What you have to do: Only the lines from the line containing "red coat in this photo." to the end of the entries should be repeated, exactly as they appear.

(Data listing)
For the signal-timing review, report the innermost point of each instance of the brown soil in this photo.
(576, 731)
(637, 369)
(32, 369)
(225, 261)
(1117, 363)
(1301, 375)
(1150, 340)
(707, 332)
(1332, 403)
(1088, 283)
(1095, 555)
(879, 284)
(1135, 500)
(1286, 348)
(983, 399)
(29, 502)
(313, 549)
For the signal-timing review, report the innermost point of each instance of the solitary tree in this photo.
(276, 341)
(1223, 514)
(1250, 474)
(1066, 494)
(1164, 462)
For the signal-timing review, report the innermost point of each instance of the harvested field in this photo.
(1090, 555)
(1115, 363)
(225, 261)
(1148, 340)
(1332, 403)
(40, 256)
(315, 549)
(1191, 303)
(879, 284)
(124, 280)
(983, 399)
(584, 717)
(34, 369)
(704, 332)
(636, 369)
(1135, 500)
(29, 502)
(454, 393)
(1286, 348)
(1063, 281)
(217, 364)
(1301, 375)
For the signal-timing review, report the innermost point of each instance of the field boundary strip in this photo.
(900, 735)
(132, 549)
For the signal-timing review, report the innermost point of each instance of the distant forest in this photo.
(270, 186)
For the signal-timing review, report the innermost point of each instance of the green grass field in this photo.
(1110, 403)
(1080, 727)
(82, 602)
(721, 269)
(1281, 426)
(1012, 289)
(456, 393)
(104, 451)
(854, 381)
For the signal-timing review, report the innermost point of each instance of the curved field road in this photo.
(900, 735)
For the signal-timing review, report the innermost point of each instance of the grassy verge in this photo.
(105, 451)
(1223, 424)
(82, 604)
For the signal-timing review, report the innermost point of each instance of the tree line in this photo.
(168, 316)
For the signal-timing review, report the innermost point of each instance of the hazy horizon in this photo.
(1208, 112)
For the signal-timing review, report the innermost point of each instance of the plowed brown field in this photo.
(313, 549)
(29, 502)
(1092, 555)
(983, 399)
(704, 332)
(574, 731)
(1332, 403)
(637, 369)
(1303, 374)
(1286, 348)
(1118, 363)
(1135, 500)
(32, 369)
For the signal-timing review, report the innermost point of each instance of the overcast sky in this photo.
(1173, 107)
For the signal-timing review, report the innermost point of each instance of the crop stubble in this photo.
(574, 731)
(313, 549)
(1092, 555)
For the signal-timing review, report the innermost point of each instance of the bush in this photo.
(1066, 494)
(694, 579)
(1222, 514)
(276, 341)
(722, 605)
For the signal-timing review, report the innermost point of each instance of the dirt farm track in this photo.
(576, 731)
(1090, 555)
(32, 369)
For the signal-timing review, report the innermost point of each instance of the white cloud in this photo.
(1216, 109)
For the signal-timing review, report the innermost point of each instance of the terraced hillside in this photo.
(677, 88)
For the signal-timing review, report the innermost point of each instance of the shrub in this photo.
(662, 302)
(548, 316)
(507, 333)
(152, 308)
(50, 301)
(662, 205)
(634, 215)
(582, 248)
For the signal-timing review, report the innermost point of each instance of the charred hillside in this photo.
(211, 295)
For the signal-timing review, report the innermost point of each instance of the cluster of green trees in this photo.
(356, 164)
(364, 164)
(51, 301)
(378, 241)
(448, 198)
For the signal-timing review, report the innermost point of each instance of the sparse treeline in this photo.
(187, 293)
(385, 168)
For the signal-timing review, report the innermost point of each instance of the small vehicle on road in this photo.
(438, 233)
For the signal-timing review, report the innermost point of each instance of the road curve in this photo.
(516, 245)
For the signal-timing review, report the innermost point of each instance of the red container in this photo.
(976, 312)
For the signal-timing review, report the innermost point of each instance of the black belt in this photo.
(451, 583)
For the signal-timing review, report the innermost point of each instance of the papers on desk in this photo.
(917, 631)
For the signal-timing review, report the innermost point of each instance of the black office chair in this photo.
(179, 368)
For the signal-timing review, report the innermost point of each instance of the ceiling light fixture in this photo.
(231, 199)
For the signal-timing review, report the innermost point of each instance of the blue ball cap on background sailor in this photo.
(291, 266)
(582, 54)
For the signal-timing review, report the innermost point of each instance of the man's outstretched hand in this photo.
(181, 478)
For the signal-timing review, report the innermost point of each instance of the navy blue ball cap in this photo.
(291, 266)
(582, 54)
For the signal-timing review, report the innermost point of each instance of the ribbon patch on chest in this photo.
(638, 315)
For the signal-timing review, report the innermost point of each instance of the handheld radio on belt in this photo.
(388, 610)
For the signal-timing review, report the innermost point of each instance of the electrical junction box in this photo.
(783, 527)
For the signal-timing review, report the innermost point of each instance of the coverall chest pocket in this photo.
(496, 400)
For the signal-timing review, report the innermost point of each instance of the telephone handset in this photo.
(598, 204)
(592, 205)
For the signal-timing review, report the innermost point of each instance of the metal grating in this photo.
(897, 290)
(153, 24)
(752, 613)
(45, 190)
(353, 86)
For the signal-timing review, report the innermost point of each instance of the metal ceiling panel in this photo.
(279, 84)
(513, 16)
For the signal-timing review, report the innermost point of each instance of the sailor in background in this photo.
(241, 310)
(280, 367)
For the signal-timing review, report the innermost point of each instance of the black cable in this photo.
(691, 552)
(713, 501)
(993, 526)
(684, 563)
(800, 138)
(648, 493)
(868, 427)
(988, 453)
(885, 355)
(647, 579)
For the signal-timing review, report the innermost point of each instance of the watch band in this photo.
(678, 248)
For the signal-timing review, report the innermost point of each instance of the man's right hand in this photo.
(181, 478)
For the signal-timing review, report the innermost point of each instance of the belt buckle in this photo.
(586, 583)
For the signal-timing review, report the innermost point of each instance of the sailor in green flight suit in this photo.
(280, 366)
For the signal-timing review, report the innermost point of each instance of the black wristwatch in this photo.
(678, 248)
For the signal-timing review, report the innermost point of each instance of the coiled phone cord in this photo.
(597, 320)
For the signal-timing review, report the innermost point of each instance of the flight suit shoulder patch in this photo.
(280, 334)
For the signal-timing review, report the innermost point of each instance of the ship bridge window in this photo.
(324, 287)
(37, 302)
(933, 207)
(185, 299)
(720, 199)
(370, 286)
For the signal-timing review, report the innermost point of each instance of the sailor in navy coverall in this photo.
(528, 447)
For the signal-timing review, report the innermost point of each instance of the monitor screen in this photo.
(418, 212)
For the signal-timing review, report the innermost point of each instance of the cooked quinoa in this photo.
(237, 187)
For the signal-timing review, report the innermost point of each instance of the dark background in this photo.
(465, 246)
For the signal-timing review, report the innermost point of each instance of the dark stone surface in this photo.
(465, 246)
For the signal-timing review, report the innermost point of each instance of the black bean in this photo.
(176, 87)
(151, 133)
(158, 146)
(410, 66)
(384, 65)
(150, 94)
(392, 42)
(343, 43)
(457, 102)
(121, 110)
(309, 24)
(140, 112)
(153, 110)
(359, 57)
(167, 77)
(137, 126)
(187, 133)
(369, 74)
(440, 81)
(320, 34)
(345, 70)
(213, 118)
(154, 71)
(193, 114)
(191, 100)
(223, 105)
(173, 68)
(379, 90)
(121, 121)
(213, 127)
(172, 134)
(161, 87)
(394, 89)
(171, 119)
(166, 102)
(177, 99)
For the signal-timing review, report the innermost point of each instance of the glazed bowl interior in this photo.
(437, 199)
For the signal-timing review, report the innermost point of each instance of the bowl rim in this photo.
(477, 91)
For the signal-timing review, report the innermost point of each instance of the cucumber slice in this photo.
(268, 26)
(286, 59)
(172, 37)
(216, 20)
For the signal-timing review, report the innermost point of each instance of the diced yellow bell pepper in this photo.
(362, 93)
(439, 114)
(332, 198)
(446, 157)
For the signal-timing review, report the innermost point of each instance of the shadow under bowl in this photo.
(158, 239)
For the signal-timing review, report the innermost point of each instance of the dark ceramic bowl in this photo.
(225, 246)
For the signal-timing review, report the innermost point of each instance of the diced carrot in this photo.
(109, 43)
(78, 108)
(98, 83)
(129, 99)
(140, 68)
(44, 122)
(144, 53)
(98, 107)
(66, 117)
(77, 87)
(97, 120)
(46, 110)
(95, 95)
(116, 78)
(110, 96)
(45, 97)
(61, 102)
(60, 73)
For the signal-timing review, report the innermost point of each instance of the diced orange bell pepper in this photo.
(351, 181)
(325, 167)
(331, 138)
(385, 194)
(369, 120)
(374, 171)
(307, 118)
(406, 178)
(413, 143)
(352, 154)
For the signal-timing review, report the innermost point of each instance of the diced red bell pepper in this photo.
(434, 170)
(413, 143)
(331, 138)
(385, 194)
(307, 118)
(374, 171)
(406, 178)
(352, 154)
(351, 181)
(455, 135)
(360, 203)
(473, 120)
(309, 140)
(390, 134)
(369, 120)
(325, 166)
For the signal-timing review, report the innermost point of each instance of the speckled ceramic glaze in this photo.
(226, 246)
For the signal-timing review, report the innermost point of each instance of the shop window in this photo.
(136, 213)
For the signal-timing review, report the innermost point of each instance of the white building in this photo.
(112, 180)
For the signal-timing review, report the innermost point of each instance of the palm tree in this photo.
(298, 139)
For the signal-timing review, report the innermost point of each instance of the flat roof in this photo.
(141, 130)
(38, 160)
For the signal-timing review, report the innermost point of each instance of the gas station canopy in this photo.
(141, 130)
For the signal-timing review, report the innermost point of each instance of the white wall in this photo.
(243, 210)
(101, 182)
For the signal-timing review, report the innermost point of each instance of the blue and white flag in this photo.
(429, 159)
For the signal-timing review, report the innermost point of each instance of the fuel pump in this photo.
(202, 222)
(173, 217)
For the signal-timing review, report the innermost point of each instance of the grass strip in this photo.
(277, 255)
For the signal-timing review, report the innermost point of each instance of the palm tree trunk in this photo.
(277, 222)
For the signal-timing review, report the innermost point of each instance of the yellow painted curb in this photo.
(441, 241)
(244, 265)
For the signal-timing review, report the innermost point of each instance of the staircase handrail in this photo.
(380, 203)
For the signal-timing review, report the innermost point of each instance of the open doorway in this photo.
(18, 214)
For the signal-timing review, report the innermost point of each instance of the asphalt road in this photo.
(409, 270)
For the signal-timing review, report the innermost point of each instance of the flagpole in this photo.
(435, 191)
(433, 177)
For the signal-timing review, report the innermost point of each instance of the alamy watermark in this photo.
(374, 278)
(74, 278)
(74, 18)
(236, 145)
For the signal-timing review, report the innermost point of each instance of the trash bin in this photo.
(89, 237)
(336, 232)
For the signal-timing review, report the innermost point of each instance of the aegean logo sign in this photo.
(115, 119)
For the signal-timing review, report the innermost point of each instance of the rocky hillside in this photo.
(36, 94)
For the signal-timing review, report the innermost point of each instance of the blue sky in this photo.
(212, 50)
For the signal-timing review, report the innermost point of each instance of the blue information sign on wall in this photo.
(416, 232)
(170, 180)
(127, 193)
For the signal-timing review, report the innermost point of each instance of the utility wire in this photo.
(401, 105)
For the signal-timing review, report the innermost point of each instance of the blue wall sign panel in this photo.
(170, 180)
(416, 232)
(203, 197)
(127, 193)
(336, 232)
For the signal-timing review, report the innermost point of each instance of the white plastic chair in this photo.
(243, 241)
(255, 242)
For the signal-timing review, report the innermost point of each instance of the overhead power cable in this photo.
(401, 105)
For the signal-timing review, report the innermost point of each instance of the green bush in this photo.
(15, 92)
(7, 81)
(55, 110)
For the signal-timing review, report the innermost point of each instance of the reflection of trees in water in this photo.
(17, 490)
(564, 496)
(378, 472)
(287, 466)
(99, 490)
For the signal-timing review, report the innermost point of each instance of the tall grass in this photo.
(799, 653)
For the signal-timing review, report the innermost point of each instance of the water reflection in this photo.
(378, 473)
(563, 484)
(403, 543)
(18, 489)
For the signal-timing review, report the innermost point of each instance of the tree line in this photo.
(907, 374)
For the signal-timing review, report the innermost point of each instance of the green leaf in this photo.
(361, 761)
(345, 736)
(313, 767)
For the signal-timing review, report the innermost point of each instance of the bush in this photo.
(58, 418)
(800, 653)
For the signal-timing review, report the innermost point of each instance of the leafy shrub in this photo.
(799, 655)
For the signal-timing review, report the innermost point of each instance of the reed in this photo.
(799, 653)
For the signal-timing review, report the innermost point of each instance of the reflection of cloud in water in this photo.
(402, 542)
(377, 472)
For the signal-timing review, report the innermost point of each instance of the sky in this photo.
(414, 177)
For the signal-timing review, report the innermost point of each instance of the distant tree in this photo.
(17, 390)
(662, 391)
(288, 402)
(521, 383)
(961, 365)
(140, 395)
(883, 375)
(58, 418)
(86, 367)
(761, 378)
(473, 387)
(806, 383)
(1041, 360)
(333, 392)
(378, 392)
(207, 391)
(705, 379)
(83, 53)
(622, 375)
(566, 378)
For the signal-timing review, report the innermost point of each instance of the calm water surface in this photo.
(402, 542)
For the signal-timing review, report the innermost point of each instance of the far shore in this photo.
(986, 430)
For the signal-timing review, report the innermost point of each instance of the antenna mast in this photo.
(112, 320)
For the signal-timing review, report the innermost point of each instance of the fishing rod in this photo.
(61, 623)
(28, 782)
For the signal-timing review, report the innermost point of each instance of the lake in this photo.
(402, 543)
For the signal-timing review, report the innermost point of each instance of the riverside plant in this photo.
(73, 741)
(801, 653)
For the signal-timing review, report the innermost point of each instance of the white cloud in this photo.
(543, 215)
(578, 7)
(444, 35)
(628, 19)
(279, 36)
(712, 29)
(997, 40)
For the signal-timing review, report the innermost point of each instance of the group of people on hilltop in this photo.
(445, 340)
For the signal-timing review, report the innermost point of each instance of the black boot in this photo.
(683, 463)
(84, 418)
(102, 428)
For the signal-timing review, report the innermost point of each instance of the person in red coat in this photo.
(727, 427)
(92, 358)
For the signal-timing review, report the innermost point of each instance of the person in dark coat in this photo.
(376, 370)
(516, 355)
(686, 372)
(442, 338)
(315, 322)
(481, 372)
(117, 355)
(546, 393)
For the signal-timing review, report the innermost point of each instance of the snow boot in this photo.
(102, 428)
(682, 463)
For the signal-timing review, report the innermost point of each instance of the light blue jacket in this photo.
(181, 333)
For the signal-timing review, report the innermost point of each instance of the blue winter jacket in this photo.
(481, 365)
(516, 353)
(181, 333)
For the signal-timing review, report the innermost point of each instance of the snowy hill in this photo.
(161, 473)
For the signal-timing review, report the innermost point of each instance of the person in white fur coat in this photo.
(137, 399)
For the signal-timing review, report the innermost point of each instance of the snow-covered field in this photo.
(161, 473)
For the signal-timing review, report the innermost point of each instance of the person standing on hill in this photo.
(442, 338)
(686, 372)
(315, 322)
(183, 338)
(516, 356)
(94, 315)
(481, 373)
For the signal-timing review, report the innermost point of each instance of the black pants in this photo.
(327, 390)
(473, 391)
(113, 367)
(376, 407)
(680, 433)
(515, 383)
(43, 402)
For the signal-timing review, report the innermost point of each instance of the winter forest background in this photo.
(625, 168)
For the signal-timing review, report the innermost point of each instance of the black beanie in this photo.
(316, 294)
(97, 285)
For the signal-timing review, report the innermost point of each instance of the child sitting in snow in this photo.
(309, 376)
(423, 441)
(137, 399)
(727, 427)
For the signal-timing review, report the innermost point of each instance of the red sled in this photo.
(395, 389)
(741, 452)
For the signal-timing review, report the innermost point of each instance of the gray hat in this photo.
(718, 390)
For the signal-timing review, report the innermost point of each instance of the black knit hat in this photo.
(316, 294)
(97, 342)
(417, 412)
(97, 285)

Result of this exercise:
For the signal-timing review, report the innermost point of each instance of the person in red coat in this photo.
(727, 427)
(92, 358)
For the signal-timing review, report the innermost point of each instance of the person in dark coat in this photo.
(376, 370)
(516, 355)
(686, 372)
(442, 338)
(315, 322)
(481, 372)
(117, 355)
(546, 393)
For the signal-timing review, report the innermost point of each instance of the snow boot in this photo.
(102, 428)
(682, 463)
For the signal-timing review, report the innermost point of each instance of the light blue jacket in this photo.
(181, 333)
For the signal-timing review, report the innermost point of each instance of the blue winter jacket in this photo.
(481, 365)
(516, 353)
(181, 333)
For the signal-timing review, report the innermost point of each instance of the snowy hill in this photo.
(161, 473)
For the signal-timing review, report the innermost point of each instance of the person in white fur coat in this photo.
(137, 399)
For the signal-timing review, report the innermost point of each instance of the snow-covered field in this photo.
(161, 473)
For the signal-timing review, report the innermost point of each instance of the person standing on hill in this photo.
(442, 338)
(686, 372)
(315, 322)
(183, 338)
(516, 356)
(94, 315)
(481, 373)
For the signal-timing review, report the innermost point of each instance of the black pants in this photo.
(327, 390)
(473, 391)
(113, 367)
(376, 407)
(680, 433)
(515, 383)
(43, 402)
For the signal-timing review, report the innermost point of each instance of the winter forest background in this photo.
(625, 168)
For the signal-timing review, report the innermost point of each instance of the black beanie in this photo.
(316, 294)
(97, 285)
For the signal-timing review, report the innermost point of each instance of the child sitting in snow in this photo.
(309, 376)
(423, 441)
(137, 399)
(727, 427)
For the signal-timing review, report the innermost point of each instance of the red sled in this photo.
(395, 389)
(741, 452)
For the signal-timing review, report the innermost point of each instance of the gray hat in this photo.
(718, 390)
For the signal-timing review, report the innermost point of each instance of the black knit hat in this photo.
(316, 294)
(97, 342)
(417, 412)
(97, 285)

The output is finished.